* GIVEN INSTRUCTION:
List, in full, each line of the data below that contains the word "rear".

* RECORDED DATA:
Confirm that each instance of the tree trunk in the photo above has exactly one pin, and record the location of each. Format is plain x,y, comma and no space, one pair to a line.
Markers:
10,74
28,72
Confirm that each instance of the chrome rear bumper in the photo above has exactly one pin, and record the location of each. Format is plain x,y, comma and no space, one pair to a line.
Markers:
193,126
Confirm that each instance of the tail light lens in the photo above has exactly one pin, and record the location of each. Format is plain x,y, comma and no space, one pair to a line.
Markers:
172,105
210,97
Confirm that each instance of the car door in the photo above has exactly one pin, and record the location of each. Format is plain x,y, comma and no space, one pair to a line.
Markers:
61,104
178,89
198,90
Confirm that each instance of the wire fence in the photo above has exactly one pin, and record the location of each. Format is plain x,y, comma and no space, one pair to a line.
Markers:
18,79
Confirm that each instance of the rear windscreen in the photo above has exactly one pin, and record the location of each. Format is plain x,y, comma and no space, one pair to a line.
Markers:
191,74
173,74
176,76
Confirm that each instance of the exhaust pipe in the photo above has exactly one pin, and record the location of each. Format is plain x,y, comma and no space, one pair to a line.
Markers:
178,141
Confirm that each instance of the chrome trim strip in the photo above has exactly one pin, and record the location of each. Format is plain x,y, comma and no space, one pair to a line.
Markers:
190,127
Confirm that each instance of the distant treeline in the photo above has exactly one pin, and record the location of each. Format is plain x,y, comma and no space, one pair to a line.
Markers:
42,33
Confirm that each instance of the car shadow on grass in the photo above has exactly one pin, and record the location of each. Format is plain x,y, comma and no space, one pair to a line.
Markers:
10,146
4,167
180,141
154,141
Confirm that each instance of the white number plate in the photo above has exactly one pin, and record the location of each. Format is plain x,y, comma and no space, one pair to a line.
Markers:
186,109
...
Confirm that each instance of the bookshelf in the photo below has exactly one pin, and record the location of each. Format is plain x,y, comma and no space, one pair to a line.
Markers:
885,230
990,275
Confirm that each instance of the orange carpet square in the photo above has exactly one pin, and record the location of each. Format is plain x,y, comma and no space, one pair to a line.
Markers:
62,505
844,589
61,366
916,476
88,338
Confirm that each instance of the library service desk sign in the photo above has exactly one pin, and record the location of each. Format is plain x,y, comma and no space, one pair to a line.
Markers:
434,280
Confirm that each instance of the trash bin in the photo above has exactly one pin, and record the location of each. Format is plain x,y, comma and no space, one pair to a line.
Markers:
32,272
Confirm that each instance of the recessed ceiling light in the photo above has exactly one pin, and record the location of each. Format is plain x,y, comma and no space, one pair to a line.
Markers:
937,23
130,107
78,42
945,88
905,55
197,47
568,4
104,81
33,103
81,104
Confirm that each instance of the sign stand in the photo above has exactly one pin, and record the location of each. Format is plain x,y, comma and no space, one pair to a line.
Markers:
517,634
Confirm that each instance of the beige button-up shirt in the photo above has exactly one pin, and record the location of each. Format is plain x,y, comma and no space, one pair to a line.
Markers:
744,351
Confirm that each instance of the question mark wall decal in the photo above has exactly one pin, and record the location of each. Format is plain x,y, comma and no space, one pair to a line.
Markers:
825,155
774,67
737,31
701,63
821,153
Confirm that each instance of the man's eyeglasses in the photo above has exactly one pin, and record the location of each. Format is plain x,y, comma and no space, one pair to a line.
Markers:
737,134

* EXERCISE ANSWER:
Confirm that each instance of the chrome rear bumper in the photo above has exactly one pin, and record the location of each. Format is plain x,y, comma and no space, one pair to a line.
Confirm that each instance of the rear windscreen in the photo above has exactly one pin, and record the location of each. Format is plain x,y, comma and no space, one pair to a line.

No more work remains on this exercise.